Requirements: Reproduce everything from the start of the material down to the line containing "[0,169,171,277]", both ends included. Multiply each bounding-box coordinate by 0.3 and round to whole numbers (halves up), leaving every other line unchanged.

··· Record list ···

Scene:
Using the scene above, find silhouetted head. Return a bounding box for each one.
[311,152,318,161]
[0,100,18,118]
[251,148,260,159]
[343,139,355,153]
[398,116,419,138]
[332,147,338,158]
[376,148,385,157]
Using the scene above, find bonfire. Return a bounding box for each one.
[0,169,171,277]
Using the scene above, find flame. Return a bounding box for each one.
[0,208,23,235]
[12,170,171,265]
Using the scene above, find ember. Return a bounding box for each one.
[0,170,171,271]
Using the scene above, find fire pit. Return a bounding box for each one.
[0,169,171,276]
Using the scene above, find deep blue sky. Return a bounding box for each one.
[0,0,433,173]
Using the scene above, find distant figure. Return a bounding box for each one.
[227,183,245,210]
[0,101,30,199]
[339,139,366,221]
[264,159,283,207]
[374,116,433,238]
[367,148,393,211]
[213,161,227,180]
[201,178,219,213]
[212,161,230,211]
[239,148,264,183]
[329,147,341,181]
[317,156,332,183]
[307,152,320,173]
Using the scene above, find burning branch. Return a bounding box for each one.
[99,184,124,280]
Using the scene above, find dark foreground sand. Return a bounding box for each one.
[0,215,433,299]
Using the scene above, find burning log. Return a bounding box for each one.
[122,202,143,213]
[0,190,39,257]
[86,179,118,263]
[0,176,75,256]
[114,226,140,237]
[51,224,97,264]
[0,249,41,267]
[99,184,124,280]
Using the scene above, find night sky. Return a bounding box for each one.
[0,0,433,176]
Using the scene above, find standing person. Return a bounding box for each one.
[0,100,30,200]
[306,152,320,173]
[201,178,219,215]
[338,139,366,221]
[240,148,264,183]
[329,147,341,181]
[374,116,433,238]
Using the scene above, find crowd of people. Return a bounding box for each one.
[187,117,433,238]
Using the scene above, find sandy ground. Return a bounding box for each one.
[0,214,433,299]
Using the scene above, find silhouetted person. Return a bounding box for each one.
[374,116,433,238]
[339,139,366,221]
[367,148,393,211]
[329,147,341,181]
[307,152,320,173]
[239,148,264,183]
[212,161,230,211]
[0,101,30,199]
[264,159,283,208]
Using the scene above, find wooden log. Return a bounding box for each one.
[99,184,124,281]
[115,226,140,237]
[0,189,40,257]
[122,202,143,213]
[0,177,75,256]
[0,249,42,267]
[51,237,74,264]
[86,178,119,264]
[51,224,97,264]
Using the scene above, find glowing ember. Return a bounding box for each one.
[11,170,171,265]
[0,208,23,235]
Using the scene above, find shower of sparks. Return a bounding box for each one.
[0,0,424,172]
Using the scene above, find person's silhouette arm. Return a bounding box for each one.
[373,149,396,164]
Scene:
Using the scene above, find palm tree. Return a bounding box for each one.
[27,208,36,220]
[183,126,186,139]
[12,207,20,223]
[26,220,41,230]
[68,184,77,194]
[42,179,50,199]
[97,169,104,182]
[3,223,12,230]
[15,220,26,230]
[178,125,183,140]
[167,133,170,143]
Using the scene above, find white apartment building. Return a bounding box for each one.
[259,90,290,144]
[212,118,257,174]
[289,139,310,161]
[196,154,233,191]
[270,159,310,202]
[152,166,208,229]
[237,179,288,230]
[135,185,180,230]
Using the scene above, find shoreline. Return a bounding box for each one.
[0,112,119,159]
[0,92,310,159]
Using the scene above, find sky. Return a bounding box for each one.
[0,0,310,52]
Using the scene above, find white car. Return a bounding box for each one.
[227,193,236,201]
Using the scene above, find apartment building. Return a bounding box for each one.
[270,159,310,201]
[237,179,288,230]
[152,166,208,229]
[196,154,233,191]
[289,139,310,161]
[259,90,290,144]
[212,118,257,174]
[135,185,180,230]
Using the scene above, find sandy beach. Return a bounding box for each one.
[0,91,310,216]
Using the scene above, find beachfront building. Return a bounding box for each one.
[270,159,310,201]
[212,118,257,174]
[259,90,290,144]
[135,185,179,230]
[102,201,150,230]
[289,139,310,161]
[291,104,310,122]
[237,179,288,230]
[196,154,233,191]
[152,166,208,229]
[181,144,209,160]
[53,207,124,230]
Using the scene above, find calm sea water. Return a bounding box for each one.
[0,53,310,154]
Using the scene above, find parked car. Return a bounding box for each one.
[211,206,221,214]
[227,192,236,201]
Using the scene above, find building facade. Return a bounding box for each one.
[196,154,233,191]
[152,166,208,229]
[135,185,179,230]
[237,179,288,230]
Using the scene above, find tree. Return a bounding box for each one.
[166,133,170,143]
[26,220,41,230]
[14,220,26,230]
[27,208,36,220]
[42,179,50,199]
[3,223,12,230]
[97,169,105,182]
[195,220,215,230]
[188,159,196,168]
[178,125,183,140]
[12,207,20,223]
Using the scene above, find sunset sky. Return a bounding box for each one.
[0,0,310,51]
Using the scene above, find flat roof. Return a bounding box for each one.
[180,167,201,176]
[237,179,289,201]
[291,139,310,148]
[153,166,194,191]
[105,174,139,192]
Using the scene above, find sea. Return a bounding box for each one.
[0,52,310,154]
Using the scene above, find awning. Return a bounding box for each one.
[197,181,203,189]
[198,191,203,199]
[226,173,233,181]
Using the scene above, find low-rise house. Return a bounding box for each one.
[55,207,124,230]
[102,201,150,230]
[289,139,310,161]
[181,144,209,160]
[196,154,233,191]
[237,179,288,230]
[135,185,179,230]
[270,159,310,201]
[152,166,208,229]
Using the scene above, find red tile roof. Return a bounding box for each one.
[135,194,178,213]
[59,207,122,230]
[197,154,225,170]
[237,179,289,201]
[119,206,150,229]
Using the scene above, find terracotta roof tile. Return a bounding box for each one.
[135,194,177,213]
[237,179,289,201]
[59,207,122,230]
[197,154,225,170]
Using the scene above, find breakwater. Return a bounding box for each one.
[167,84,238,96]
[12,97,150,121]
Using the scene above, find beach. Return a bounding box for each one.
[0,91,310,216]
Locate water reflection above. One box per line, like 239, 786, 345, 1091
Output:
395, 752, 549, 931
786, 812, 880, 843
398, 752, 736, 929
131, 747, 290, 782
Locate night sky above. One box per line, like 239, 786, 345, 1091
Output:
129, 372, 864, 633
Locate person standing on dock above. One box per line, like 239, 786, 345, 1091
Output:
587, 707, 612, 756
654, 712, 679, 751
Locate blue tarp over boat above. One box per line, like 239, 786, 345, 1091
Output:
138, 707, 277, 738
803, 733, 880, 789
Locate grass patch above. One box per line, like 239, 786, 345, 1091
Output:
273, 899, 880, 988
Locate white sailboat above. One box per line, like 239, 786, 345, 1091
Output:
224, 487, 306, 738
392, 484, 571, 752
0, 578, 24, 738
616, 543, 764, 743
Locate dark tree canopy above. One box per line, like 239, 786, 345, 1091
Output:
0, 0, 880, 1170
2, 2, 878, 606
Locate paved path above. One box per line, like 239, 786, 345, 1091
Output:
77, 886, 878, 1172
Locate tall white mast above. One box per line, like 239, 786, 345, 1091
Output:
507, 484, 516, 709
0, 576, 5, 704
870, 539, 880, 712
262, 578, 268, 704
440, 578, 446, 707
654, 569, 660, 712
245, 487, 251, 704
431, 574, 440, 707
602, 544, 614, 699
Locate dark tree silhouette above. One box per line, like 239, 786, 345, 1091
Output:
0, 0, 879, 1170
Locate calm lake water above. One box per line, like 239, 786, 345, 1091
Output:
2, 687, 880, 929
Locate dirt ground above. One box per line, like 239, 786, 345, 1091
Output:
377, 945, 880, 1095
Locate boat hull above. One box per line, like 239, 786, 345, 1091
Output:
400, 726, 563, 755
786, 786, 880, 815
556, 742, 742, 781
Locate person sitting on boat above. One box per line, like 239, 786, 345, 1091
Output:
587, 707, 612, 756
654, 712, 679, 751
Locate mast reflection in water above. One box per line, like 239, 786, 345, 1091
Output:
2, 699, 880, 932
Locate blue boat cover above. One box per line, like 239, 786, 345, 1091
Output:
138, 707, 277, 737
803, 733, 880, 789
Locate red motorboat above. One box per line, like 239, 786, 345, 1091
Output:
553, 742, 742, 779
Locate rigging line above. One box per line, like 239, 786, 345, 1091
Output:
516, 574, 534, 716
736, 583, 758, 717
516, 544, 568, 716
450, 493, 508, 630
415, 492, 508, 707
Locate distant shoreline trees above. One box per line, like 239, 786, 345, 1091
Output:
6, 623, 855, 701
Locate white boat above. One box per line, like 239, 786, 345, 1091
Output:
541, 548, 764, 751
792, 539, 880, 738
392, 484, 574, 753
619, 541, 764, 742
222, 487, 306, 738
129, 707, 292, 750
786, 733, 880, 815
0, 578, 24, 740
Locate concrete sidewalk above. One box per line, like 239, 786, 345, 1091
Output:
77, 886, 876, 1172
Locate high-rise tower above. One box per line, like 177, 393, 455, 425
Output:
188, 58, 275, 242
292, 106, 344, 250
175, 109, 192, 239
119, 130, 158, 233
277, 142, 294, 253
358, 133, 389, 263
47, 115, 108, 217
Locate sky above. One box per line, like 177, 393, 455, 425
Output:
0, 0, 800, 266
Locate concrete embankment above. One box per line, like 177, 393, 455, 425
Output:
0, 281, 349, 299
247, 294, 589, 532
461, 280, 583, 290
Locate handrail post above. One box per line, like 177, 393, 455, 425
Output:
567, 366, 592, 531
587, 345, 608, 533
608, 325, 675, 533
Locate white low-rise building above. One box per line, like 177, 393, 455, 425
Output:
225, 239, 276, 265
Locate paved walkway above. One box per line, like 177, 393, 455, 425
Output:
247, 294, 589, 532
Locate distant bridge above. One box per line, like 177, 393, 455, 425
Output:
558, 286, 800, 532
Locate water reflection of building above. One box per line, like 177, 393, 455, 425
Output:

···

Expected output:
Scene:
Using the scene above, find silhouetted head. Return a bounding box for each one.
[93,46,95,48]
[0,30,5,35]
[75,44,78,48]
[103,42,107,46]
[119,35,126,41]
[100,44,101,47]
[113,44,116,47]
Using the scene above, find bonfire. Return a bounding box for each one.
[0,51,51,83]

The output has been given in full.